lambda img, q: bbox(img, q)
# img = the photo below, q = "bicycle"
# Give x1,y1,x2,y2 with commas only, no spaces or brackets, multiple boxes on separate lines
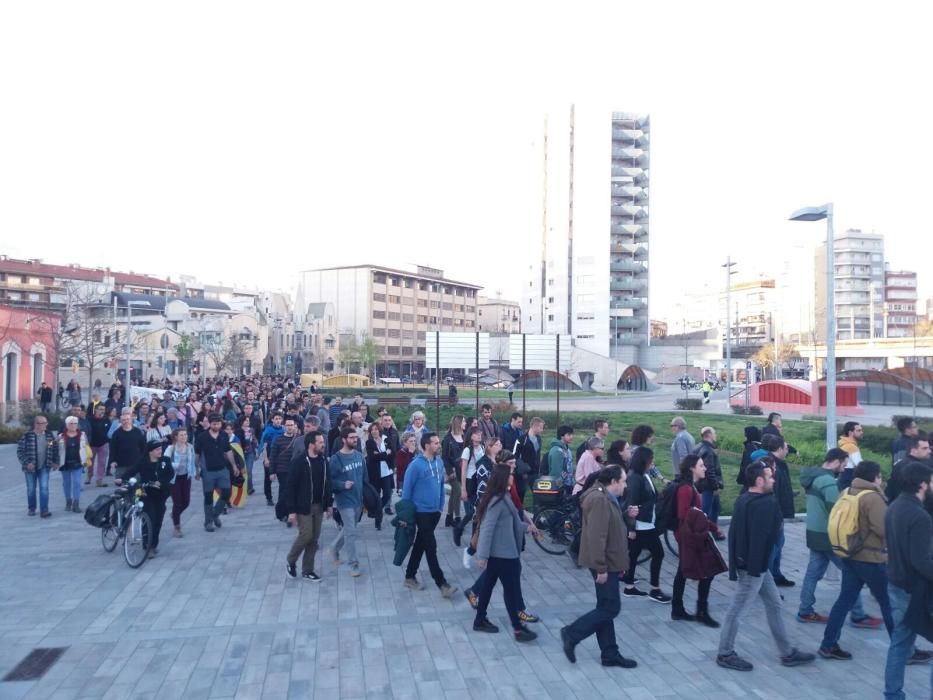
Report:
100,478,153,568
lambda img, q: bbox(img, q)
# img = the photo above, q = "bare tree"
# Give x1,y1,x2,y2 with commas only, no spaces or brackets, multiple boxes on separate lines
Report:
66,287,117,391
203,333,250,376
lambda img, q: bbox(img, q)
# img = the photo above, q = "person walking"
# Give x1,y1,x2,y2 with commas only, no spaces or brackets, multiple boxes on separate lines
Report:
573,438,605,495
146,412,172,450
670,417,696,476
884,462,933,700
818,461,894,660
328,427,367,577
716,460,815,671
37,382,53,413
237,415,259,496
109,408,147,481
441,416,466,528
560,465,638,669
270,416,302,524
259,412,285,506
194,414,239,532
88,403,111,488
454,426,485,546
472,463,537,642
547,426,576,490
506,381,514,405
57,416,90,513
837,421,864,490
762,434,796,587
402,432,458,598
694,426,725,537
17,415,60,517
514,416,545,503
797,448,880,628
670,455,726,627
285,431,332,582
115,441,174,558
478,404,499,441
165,427,196,537
405,411,430,453
364,422,394,523
394,432,417,494
887,435,932,506
620,447,671,603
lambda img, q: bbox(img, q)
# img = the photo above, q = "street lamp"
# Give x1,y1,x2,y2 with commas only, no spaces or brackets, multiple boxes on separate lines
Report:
722,257,737,391
789,203,835,449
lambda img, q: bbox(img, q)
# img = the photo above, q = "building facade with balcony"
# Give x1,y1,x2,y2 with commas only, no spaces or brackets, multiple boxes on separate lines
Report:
884,267,918,338
526,107,650,367
300,265,481,379
477,295,521,334
815,229,885,341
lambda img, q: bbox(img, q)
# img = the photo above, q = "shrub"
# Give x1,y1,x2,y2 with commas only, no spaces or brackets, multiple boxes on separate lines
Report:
674,398,703,411
731,405,763,415
22,412,65,433
0,424,24,444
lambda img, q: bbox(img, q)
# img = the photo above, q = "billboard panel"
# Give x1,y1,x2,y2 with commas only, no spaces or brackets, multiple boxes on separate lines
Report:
425,332,490,369
508,334,572,371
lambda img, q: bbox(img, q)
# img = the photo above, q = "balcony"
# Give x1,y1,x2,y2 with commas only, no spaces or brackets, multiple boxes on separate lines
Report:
612,316,646,329
610,297,647,310
610,278,647,292
610,243,648,258
610,260,648,274
614,332,647,345
610,166,647,182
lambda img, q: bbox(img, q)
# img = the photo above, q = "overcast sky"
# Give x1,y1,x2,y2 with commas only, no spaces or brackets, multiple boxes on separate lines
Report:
2,2,931,325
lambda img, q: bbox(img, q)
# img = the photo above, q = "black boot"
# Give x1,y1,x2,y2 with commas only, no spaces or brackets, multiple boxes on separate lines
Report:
445,513,454,527
671,601,695,622
695,602,720,629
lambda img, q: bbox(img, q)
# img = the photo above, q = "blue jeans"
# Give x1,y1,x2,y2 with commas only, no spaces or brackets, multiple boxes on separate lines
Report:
798,549,866,619
701,490,721,526
25,468,50,513
769,524,786,578
61,468,83,504
821,559,893,649
885,586,930,700
565,570,622,662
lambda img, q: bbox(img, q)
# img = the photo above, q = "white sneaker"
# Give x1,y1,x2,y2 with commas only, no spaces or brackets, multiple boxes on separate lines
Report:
462,548,474,570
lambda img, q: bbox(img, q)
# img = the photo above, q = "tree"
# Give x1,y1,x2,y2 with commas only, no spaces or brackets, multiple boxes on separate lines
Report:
915,319,933,338
202,333,250,376
355,334,381,380
174,334,196,375
753,342,800,380
337,336,359,376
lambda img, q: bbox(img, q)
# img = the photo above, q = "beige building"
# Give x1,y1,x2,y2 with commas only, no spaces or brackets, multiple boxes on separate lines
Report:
300,264,482,379
477,294,521,334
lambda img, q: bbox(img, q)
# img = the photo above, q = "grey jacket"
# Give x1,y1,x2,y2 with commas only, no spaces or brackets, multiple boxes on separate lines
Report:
476,496,525,561
671,430,696,473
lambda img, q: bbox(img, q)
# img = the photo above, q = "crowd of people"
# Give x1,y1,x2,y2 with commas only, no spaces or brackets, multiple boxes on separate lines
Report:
14,378,933,697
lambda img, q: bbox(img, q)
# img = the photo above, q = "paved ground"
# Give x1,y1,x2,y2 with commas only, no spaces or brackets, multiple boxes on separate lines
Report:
0,446,926,699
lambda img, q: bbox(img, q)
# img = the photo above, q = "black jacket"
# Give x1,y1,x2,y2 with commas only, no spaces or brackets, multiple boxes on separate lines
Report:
441,433,464,477
270,433,302,475
887,457,924,503
623,469,658,526
516,434,543,478
738,440,761,485
285,453,332,515
121,457,175,500
885,494,933,592
728,491,782,579
365,437,394,485
382,426,400,455
110,426,147,468
694,441,723,493
88,415,110,448
773,456,795,518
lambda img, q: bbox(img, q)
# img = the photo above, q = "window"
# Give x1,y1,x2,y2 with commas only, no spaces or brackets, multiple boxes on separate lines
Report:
442,303,452,310
401,346,413,355
417,299,428,307
390,277,399,286
548,314,554,321
372,328,386,337
576,334,595,339
442,318,452,325
372,293,385,302
402,329,414,338
402,313,414,322
388,312,401,321
373,273,386,284
417,347,426,355
548,297,554,303
388,295,400,304
465,320,474,328
388,329,400,338
576,275,593,285
387,346,400,355
465,306,474,313
373,310,386,319
419,281,428,291
418,315,428,323
577,294,595,304
430,301,440,308
548,279,555,286
417,331,426,340
115,331,121,344
404,279,413,288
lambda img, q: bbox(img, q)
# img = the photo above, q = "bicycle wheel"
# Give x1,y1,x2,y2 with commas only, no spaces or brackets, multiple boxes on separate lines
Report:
123,510,151,568
532,508,574,555
663,529,679,558
101,501,119,552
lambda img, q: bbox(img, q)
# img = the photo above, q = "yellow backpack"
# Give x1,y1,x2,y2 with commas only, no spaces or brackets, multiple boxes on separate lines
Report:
828,489,870,558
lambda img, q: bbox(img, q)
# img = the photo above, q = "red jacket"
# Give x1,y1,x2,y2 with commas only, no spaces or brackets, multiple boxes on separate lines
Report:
675,484,726,580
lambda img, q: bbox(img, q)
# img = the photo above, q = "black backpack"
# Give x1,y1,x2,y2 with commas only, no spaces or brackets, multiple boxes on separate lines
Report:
84,494,114,528
654,479,684,532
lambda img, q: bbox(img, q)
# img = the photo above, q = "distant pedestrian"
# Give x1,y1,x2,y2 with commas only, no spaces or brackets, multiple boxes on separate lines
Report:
36,382,53,413
694,426,725,535
506,382,514,404
57,416,90,513
669,417,696,478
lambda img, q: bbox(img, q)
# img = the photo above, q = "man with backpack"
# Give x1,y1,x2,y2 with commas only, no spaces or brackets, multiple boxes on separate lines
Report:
818,461,893,660
797,448,881,629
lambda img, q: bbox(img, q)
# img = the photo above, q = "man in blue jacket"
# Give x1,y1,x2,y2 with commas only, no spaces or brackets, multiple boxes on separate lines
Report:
402,432,458,598
328,427,367,577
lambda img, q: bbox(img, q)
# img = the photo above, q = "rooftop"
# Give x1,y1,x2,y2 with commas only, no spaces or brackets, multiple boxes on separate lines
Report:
301,264,483,290
0,256,177,290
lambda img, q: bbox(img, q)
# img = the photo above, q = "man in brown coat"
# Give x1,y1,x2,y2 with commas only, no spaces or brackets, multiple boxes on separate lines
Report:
560,465,638,669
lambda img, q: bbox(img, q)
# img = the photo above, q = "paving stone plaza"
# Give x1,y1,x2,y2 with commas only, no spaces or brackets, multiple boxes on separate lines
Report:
0,448,927,700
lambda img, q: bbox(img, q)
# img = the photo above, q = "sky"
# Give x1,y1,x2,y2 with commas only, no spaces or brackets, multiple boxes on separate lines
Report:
2,1,932,329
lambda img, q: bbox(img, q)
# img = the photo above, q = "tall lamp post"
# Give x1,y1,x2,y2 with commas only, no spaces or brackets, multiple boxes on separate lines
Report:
722,257,737,389
789,203,835,449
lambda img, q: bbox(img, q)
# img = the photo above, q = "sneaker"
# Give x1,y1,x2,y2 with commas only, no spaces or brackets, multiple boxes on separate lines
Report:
173,526,182,538
818,644,852,660
302,572,321,582
717,652,754,672
774,576,796,588
648,589,671,604
464,588,478,609
266,499,274,507
404,577,425,591
247,488,255,495
908,649,933,665
331,553,342,567
513,625,537,643
473,618,499,633
797,612,829,624
623,587,648,599
462,548,473,569
286,561,297,579
147,550,157,559
781,649,816,667
350,567,361,578
213,517,222,529
453,528,463,547
27,509,36,517
440,583,458,599
560,627,576,664
850,615,883,629
40,512,51,518
384,506,394,515
518,610,540,624
601,655,638,669
96,480,108,487
204,522,215,532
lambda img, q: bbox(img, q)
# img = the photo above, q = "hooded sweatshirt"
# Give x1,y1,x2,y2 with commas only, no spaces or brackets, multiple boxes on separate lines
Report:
837,435,862,490
800,466,840,551
547,438,573,486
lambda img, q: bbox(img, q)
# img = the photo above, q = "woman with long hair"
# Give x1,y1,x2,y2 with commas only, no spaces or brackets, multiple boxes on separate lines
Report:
620,447,671,603
471,463,537,642
365,422,395,524
165,427,196,537
606,439,632,472
454,426,485,546
147,411,172,450
630,425,669,483
441,415,465,527
670,455,724,627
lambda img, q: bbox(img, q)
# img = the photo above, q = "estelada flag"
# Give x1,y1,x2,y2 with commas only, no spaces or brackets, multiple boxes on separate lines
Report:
214,442,248,508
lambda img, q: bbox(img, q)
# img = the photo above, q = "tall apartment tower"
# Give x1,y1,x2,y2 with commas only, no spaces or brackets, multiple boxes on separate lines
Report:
814,229,885,341
526,107,650,364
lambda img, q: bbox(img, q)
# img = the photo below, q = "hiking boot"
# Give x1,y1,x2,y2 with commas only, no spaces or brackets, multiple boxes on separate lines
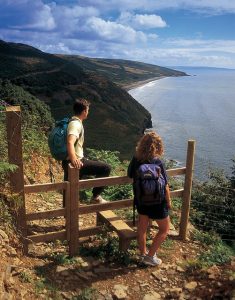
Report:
143,255,162,266
91,195,108,204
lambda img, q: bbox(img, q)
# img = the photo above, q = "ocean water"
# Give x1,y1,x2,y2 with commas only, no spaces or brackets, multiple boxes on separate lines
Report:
129,67,235,177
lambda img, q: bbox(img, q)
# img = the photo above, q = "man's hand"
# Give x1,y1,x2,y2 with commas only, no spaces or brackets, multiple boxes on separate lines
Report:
71,157,83,169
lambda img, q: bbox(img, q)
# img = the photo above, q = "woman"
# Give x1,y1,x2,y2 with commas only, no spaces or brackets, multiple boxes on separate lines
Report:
128,132,171,266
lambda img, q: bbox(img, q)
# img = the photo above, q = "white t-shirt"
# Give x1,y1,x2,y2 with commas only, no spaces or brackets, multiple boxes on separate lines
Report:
67,116,84,159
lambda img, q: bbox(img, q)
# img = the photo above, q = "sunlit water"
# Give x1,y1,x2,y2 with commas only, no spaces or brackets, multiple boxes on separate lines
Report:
129,67,235,177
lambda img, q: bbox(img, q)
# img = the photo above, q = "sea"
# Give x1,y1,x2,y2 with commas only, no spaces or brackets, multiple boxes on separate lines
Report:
129,67,235,178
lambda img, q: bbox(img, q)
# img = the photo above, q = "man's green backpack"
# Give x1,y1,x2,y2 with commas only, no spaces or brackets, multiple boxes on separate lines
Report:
48,118,71,161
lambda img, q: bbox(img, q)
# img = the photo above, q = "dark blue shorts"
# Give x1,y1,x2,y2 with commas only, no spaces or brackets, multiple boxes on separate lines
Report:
136,200,169,220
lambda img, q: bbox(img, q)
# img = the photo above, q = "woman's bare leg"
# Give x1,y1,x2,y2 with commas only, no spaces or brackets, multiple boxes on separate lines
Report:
148,216,170,257
137,214,150,255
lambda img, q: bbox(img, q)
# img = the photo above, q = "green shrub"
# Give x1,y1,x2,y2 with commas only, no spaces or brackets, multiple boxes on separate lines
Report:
80,148,133,201
85,148,122,174
0,80,54,130
199,242,233,266
73,288,97,300
192,230,234,267
50,253,77,265
191,166,235,242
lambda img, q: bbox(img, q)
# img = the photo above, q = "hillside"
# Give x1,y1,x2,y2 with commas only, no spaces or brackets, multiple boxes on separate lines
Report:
0,39,186,158
58,55,187,88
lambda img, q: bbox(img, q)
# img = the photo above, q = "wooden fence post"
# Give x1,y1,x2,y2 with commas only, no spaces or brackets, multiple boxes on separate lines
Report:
6,106,28,253
179,140,196,240
68,164,79,257
64,182,70,242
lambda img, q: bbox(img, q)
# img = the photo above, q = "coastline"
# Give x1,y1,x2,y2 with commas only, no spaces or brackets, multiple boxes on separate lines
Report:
122,76,166,91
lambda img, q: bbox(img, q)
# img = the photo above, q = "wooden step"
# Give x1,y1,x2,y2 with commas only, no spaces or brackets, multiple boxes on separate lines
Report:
97,210,137,251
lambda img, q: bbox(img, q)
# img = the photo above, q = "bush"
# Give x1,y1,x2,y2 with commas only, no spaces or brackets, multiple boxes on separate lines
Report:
81,148,133,201
191,166,235,242
0,80,54,130
192,230,234,267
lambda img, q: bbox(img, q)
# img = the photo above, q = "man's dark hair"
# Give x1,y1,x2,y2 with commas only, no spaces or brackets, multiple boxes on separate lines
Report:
73,98,90,115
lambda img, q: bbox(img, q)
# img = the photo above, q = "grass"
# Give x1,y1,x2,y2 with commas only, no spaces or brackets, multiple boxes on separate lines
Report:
72,288,97,300
161,238,175,250
50,252,78,265
185,229,234,270
35,276,62,299
19,271,33,283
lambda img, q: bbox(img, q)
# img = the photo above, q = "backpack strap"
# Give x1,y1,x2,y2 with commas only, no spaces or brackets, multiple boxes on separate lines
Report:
133,199,136,226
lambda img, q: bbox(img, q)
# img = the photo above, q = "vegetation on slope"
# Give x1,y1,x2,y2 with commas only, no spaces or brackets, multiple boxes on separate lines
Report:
191,165,235,247
59,55,187,87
----------
WORK ITEM: Wherever a line in the listing contains the word "boot", copy that line out.

EXERCISE ANSWER:
# img = the photo above, q = "black boot"
# img = the photo below, q = "hiking boot"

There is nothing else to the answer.